* **Übungsmaterial**:
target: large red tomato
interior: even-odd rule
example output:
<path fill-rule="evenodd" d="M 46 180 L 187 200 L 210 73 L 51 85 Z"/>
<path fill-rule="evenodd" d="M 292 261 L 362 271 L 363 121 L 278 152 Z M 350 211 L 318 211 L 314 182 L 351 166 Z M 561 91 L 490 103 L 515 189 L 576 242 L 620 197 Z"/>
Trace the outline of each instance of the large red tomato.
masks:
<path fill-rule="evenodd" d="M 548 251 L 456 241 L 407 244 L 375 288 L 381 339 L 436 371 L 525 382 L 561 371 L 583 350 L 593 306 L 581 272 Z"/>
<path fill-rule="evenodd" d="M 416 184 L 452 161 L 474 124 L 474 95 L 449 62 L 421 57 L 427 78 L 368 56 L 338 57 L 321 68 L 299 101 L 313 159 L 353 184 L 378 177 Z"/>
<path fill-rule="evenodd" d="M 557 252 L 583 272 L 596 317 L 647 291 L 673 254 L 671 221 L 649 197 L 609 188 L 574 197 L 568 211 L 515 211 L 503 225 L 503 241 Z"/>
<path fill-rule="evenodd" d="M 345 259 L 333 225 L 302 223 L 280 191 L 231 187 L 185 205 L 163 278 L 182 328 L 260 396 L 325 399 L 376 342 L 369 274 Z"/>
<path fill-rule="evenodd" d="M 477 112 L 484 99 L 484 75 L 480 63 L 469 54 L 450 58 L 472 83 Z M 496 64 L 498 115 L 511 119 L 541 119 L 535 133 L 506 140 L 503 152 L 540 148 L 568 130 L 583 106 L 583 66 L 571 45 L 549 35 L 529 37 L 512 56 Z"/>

* **Ziel**: Entnehmen Sie der Auflistung alle Zeilen von ihrem Anfang bis einschließlich der Zeile, die „46 180 L 187“ enthält, und geben Sie nur diese unverändert wieder.

* **Übungsergebnis**:
target: large red tomato
interior: even-odd rule
example output:
<path fill-rule="evenodd" d="M 46 180 L 187 200 L 210 73 L 51 85 Z"/>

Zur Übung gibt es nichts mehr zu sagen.